They had a planet called Draylon 2.
Whenever Kirk is in a fight, his shirt always gets torn in exactly the same place - horizontally across the chest.
The predictability and grinding slowness of it all. Each episode takes a very long 50 minutes and they all break down like this: explanatory opening scene(3 mins); humorous interlude in bar/ holo-deck(6 mins); shots of Enterprise whizzing through space(5 mins); Captain argues with irate alien (1 min); crew stagger to left and right as proton torpedoes hit (7 mins); Transporter room shenanigans (4 mins); running about in caves (14 mins); Captain cops off with female alien (2 mins); female alien killed (30 secs); knife fight (2 mins); explanation of what's been happening all along (6 mins); jolly finale, usually a hilarious misunderstanding featuring Data or Spock (2 mins).
All alien food looks strange and disgusting. Filthy foriegn muck, eh?
_ _ _
- [REQUIRED WORK]
**1)** Print the page text from "They had a planet" to "foriegn muck, eh?".
**2)** In the page text, how long does the running about in caves take in each episode?
**3)** Check each statement against the page text and say whether it agrees: (a) In a fight, Kirk's shirt tears vertically down the chest. (b) Each episode takes 50 minutes. (c) There was a planet called Draylon 2.

- [RECORD SET]
_ _ _
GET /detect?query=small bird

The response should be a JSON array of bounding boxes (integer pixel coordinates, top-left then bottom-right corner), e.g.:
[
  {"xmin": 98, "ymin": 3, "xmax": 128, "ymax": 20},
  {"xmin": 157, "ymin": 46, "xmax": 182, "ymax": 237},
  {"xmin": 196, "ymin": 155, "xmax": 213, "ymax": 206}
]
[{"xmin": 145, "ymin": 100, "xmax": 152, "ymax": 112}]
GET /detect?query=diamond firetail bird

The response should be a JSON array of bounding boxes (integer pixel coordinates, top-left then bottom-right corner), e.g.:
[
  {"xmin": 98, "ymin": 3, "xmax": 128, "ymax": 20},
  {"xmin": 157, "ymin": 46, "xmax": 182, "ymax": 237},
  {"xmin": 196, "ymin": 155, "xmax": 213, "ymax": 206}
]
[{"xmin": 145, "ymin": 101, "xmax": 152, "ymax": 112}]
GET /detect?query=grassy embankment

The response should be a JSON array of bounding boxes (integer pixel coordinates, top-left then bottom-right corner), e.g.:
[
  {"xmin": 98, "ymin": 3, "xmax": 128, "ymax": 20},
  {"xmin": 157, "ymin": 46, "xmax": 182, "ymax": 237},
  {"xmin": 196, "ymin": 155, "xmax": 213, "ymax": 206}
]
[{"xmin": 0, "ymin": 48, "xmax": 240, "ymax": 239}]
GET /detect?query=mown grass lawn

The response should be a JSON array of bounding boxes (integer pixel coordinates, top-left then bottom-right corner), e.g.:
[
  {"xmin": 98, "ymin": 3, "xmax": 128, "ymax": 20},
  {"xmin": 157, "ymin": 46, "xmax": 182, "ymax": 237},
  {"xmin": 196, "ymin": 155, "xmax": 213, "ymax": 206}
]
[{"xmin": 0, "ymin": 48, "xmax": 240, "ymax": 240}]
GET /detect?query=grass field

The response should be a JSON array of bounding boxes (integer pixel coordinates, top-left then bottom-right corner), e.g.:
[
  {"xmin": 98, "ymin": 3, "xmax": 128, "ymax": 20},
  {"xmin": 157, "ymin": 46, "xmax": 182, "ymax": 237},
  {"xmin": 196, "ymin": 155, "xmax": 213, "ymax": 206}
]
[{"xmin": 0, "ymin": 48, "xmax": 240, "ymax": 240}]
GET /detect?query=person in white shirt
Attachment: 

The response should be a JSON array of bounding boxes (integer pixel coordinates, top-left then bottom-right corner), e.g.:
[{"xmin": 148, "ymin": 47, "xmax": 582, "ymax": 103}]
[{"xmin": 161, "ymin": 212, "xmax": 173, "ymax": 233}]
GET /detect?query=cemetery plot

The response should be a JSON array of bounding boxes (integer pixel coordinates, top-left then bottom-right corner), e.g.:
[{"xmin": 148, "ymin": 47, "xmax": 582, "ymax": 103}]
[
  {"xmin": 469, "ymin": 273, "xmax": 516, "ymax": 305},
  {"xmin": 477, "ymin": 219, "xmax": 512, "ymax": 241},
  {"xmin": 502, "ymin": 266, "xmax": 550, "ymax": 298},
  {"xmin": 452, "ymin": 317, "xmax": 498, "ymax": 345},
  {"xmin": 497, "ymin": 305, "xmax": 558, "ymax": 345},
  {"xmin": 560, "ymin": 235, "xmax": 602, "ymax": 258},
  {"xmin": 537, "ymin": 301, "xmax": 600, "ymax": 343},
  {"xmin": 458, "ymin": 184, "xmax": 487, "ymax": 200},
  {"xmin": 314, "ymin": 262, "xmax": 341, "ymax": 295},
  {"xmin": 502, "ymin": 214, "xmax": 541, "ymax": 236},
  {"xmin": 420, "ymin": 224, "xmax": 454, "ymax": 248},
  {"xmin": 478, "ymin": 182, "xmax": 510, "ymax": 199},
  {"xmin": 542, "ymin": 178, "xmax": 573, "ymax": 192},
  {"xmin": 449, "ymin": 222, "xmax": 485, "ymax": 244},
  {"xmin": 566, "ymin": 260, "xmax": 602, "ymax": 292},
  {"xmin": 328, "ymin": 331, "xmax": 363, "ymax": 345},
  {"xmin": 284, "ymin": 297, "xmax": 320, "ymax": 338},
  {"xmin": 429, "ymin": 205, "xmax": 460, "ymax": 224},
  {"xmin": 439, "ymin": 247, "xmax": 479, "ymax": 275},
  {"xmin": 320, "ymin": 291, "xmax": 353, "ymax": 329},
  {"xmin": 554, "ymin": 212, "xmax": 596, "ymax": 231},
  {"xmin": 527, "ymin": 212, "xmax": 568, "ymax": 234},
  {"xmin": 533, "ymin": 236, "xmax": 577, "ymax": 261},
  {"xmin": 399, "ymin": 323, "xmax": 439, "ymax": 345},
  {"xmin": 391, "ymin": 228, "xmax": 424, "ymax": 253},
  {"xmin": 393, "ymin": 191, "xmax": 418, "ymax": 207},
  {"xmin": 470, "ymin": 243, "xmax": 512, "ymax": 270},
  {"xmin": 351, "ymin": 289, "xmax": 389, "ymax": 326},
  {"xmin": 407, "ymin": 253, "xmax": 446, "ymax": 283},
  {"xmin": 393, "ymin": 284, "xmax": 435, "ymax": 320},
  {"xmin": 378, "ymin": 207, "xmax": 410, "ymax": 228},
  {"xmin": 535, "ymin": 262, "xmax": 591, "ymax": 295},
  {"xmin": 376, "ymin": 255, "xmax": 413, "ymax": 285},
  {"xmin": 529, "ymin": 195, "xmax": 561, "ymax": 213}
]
_ _ _
- [SOLUTIONS FOR EACH TASK]
**1)**
They had a planet called Draylon 2.
Whenever Kirk is in a fight, his shirt always gets torn in exactly the same place - horizontally across the chest.
The predictability and grinding slowness of it all. Each episode takes a very long 50 minutes and they all break down like this: explanatory opening scene(3 mins); humorous interlude in bar/ holo-deck(6 mins); shots of Enterprise whizzing through space(5 mins); Captain argues with irate alien (1 min); crew stagger to left and right as proton torpedoes hit (7 mins); Transporter room shenanigans (4 mins); running about in caves (14 mins); Captain cops off with female alien (2 mins); female alien killed (30 secs); knife fight (2 mins); explanation of what's been happening all along (6 mins); jolly finale, usually a hilarious misunderstanding featuring Data or Spock (2 mins).
All alien food looks strange and disgusting. Filthy foriegn muck, eh?

**2)** 14 minutes.

**3)**
(a) No: "horizontally across the chest."
(b) Yes: "Each episode takes a very long 50 minutes"
(c) Yes: "They had a planet called Draylon 2."